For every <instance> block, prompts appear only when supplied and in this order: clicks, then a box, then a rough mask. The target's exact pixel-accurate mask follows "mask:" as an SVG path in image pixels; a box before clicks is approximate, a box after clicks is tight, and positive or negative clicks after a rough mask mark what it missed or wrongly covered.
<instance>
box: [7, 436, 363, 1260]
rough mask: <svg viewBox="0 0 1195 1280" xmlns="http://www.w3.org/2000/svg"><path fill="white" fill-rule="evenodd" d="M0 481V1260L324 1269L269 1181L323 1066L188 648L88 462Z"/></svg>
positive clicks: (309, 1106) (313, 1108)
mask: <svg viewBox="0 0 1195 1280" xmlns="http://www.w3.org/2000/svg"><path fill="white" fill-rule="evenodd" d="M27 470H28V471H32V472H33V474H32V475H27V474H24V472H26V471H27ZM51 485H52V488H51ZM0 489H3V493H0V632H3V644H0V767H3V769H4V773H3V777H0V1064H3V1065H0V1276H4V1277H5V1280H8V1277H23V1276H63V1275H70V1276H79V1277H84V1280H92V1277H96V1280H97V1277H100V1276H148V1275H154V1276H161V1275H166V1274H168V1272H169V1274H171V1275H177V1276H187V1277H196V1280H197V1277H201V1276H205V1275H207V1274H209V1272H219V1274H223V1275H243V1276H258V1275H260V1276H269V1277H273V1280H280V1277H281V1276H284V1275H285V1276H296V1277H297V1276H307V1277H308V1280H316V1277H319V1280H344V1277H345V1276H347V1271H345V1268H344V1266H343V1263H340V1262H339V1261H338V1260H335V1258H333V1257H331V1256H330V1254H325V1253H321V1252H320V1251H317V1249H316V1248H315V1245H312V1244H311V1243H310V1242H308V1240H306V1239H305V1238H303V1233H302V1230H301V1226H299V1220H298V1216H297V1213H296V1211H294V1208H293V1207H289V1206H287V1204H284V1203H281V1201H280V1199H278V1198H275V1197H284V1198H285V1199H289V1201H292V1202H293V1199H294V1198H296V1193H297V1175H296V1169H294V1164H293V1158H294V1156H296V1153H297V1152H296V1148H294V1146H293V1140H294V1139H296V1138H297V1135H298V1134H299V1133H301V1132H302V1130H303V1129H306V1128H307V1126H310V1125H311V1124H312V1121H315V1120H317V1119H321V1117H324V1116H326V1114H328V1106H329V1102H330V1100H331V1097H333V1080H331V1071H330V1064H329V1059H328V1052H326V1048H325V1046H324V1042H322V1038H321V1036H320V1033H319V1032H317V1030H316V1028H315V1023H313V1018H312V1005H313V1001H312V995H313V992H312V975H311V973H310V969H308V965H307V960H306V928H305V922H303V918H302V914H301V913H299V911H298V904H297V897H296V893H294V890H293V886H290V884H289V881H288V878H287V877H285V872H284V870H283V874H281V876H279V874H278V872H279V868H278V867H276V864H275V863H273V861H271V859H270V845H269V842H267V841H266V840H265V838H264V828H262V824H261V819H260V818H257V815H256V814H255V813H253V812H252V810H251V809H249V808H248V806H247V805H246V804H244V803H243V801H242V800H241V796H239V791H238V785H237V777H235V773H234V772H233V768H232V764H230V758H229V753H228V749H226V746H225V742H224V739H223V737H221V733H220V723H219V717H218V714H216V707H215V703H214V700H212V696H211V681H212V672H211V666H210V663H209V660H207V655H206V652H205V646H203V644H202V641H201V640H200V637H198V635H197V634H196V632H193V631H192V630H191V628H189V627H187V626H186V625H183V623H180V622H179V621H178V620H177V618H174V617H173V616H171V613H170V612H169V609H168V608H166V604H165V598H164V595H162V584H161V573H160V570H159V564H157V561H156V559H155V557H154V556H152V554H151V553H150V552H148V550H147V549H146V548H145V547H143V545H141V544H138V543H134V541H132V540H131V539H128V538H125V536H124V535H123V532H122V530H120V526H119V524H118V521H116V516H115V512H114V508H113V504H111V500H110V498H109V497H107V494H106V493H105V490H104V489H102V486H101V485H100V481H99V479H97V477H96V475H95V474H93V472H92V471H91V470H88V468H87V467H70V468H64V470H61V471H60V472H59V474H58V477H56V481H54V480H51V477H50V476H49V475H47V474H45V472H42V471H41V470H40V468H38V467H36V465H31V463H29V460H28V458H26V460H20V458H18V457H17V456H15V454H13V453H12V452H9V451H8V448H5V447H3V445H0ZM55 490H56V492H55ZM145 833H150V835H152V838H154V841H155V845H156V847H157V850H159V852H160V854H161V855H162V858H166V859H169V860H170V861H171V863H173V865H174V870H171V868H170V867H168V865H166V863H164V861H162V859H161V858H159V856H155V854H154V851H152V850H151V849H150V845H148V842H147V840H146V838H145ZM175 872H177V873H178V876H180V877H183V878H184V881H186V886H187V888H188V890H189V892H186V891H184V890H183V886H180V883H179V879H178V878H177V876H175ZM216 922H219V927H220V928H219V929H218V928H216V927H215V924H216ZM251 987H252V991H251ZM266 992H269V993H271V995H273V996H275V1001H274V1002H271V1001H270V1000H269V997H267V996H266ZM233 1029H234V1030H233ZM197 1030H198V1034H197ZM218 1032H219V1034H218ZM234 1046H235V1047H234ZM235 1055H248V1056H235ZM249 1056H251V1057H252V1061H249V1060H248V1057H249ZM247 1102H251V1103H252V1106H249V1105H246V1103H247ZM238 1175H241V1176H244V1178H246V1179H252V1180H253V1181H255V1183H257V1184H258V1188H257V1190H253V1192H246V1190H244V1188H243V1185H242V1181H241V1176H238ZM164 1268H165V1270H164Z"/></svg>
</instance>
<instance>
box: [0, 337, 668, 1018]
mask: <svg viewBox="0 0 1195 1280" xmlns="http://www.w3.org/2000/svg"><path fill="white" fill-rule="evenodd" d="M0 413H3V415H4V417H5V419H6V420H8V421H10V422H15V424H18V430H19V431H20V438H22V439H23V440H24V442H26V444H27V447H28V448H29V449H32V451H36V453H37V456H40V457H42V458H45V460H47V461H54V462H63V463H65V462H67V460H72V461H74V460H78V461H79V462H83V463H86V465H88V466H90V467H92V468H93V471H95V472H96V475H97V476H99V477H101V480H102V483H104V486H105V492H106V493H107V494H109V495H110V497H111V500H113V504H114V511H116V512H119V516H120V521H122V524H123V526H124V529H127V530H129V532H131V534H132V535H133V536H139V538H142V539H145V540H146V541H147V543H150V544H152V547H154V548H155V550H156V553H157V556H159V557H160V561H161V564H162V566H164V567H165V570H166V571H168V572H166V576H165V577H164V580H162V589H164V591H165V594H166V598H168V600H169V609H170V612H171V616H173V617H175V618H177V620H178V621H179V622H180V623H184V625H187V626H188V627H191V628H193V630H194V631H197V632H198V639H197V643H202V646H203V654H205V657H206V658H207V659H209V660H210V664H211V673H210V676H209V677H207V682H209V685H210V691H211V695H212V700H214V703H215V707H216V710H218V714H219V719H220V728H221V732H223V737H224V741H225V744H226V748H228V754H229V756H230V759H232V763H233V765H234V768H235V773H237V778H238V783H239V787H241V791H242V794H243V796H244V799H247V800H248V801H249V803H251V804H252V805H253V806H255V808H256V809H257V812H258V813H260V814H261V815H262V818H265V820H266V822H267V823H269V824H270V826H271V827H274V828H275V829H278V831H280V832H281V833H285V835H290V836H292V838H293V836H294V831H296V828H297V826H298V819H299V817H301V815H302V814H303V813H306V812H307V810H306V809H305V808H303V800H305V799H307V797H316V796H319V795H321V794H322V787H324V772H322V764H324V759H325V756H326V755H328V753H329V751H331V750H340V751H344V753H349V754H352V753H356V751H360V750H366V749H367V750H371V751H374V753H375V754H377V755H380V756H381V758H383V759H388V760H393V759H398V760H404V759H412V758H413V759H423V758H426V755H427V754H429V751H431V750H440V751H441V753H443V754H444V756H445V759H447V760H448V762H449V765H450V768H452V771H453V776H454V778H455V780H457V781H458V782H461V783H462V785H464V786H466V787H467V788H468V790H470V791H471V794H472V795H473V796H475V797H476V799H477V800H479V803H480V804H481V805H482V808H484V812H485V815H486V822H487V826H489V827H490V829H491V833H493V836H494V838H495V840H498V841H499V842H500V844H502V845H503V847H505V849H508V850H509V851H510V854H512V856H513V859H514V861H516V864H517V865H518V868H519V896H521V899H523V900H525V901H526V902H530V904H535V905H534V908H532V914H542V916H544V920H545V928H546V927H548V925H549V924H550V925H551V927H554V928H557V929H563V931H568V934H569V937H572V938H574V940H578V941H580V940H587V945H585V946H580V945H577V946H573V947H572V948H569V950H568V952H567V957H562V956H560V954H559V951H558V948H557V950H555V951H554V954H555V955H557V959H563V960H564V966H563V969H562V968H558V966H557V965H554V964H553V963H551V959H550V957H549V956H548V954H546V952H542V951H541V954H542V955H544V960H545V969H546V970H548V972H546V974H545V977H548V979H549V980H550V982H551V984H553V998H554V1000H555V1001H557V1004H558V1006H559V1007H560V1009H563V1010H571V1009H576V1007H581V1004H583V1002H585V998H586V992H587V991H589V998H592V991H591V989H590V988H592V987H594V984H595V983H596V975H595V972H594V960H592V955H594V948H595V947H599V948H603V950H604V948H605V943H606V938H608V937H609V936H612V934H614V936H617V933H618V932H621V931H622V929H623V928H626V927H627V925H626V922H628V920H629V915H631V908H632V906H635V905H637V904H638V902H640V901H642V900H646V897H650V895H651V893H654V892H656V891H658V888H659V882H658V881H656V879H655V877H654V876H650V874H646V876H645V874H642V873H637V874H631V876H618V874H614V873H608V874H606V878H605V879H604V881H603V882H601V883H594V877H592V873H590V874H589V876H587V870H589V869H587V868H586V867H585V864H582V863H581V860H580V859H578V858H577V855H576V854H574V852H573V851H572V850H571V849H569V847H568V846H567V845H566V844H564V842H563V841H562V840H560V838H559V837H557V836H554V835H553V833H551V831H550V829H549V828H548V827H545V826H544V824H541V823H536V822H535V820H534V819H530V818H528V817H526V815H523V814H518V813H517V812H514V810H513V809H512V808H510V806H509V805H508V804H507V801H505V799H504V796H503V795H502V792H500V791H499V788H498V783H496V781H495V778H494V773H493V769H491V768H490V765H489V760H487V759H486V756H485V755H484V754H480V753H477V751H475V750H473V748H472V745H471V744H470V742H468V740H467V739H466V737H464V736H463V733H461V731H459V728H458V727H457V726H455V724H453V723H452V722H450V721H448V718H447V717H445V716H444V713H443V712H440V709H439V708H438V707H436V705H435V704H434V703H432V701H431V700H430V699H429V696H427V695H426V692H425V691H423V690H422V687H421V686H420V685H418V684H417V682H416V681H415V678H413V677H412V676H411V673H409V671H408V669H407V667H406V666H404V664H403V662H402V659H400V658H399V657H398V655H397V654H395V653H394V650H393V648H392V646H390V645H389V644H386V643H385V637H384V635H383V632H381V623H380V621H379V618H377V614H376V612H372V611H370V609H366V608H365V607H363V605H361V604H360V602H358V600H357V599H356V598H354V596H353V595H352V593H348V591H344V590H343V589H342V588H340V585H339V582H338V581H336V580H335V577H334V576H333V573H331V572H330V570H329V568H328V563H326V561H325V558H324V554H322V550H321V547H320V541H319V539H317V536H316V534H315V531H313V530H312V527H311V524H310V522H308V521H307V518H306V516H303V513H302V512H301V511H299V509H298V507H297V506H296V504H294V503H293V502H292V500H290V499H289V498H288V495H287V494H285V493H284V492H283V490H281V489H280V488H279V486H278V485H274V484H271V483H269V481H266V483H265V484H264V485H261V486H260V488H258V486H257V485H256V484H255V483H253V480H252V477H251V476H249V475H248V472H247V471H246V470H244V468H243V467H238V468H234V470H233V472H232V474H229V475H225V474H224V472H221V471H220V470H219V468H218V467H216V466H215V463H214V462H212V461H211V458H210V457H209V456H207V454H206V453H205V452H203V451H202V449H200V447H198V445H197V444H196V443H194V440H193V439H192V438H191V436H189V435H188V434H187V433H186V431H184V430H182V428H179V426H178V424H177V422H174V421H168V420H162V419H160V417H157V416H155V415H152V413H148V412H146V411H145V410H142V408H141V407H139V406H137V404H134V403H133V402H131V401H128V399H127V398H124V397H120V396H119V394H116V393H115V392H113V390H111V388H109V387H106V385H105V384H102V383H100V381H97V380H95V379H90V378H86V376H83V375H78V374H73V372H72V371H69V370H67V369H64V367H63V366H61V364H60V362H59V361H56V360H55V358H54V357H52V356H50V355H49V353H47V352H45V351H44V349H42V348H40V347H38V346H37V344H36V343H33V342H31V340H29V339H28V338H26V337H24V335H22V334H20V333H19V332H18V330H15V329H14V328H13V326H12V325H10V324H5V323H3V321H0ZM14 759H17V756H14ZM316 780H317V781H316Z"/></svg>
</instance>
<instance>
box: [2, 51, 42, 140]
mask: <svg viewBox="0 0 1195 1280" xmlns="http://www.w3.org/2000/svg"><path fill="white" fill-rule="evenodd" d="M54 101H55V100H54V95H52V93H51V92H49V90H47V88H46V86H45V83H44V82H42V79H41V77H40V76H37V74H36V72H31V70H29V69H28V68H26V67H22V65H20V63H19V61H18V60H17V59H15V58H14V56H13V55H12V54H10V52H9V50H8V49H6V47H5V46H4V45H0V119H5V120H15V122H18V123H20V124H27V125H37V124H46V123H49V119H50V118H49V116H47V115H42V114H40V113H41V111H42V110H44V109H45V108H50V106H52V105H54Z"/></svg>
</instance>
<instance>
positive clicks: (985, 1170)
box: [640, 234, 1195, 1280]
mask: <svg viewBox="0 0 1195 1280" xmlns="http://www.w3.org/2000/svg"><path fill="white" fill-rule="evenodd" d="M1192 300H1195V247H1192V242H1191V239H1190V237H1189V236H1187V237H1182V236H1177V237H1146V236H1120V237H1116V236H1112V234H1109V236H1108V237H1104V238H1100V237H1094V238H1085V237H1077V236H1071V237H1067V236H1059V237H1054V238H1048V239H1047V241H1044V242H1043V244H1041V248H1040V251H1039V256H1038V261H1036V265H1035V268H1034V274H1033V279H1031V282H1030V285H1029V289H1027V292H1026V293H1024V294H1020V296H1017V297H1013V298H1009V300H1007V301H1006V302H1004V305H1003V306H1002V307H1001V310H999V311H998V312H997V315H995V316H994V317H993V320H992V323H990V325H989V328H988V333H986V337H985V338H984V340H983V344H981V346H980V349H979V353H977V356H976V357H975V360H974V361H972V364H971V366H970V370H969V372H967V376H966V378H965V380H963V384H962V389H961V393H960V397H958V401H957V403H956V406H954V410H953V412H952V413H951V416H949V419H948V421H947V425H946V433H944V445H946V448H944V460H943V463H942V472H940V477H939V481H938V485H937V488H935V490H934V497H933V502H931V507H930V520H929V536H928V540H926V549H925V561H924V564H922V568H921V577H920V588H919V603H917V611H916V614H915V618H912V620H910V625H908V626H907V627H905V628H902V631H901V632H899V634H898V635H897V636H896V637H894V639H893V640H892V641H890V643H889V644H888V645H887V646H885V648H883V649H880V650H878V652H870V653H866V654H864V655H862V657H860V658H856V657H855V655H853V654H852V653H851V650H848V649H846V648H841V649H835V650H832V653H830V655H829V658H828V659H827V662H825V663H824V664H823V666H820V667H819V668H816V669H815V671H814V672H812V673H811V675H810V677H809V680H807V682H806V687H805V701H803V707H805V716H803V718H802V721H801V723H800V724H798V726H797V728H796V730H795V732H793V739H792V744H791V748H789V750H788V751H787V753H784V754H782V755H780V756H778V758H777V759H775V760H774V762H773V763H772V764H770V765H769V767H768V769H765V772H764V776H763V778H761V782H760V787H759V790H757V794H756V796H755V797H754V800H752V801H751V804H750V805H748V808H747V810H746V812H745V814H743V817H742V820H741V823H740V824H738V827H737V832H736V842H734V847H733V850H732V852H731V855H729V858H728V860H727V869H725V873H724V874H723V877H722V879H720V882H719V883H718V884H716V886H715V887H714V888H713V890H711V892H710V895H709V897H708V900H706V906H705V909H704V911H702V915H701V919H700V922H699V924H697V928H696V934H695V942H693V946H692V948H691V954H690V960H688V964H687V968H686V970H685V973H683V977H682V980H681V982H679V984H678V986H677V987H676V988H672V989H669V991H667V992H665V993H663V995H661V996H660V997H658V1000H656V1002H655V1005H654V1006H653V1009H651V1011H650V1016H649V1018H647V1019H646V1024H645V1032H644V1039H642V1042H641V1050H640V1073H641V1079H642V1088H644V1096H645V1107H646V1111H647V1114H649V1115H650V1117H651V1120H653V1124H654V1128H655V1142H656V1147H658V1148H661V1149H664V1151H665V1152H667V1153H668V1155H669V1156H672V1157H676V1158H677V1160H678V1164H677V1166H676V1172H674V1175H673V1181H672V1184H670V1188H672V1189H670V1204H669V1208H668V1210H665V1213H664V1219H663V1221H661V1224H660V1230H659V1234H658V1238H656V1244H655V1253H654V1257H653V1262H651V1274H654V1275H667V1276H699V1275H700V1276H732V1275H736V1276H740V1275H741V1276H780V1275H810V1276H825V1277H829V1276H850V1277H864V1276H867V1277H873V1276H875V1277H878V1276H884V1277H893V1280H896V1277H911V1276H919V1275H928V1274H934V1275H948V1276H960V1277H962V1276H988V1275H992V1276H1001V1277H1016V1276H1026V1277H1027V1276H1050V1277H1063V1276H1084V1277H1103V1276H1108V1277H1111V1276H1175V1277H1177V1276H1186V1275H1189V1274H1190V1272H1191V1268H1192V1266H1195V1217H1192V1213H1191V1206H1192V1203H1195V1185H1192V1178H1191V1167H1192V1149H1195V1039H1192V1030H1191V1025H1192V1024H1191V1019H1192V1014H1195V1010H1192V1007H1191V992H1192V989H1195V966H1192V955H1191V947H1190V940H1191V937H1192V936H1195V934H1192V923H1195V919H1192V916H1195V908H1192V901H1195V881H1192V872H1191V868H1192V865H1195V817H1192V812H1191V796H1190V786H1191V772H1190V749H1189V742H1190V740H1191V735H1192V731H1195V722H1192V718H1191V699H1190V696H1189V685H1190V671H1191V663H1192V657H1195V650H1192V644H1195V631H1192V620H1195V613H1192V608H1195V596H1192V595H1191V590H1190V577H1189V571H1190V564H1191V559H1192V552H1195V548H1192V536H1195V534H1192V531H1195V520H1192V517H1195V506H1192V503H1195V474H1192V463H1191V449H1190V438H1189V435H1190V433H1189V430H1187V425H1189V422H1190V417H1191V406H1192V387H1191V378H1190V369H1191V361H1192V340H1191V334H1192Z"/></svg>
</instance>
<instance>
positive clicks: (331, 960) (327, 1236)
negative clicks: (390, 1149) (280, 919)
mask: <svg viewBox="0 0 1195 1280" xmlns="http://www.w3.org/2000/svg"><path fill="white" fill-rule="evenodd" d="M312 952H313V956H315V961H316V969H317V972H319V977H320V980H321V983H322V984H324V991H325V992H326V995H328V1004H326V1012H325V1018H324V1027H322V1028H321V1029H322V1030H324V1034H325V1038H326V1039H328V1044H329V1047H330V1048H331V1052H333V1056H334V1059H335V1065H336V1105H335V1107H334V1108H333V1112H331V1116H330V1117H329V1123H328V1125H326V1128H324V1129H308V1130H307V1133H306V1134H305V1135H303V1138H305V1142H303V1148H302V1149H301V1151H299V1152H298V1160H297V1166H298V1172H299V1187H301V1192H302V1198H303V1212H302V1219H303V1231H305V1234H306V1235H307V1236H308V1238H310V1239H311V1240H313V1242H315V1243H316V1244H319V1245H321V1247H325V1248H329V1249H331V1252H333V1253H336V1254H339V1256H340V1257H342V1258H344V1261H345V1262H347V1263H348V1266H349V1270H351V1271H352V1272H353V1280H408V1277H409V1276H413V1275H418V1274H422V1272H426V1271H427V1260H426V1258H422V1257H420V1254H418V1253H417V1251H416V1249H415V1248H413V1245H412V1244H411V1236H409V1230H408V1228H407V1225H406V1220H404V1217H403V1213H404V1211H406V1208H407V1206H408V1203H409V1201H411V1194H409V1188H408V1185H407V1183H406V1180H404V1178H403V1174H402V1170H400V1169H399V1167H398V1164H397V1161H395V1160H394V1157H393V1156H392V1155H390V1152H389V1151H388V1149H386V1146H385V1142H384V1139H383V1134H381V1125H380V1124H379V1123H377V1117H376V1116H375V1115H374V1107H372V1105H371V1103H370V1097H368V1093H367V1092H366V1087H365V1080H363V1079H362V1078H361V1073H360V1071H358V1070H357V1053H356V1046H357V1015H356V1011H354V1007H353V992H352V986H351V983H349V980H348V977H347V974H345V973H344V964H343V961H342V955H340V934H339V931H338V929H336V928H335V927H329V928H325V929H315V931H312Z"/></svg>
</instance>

**Exercise prompt**
Restate, word for word, the listing above from its first line through the line that contains "rough mask: <svg", keeping both of those lines.

**Solution to this task**
For every <instance> block, prompts appear only when supplied and in this order: clicks, then a box, then a rough mask. The target's exact pixel-accurate mask follows "mask:" as an SVG path in image pixels; a box before clicks is approximate, a box after clicks is tight, and positive or negative clicks after a rough mask mark what it missed or wrongly covered.
<instance>
box: [7, 436, 363, 1260]
rough mask: <svg viewBox="0 0 1195 1280" xmlns="http://www.w3.org/2000/svg"><path fill="white" fill-rule="evenodd" d="M0 481V1260L324 1269L269 1181L323 1066L188 648L88 462Z"/></svg>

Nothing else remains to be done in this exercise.